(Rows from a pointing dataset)

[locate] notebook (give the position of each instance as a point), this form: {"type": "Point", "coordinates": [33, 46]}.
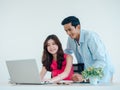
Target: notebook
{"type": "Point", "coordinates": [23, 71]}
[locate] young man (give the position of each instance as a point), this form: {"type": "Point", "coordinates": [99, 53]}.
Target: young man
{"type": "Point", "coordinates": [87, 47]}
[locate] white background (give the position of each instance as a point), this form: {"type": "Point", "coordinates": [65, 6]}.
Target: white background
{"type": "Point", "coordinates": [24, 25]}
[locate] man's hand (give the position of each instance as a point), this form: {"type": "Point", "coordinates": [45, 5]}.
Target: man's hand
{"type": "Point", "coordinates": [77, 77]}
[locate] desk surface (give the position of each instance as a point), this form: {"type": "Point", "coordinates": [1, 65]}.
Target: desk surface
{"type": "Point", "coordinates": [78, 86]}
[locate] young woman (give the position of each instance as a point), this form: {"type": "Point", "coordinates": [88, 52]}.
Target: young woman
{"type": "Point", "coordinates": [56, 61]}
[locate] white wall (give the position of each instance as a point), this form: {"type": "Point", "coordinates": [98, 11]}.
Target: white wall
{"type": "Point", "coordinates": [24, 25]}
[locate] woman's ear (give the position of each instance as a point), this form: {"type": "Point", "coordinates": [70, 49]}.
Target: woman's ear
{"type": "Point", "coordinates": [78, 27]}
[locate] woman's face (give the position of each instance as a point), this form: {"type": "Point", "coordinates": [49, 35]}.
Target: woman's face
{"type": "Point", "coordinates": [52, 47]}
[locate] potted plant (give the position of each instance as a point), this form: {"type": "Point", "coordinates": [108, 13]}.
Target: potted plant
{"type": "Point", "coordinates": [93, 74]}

■ WORK TO COMPLETE ■
Please write out the data again from the line with "[locate] woman's face" up to and including the final line, keeping every line in full. Offset each coordinate in the answers by adding 5 to it.

■ WRITTEN ANSWER ■
[locate] woman's face (give the position of each instance as a point), this form: {"type": "Point", "coordinates": [49, 35]}.
Target: woman's face
{"type": "Point", "coordinates": [57, 52]}
[locate] potted plant (give the position of each instance as a point), this form: {"type": "Point", "coordinates": [108, 13]}.
Target: potted plant
{"type": "Point", "coordinates": [98, 79]}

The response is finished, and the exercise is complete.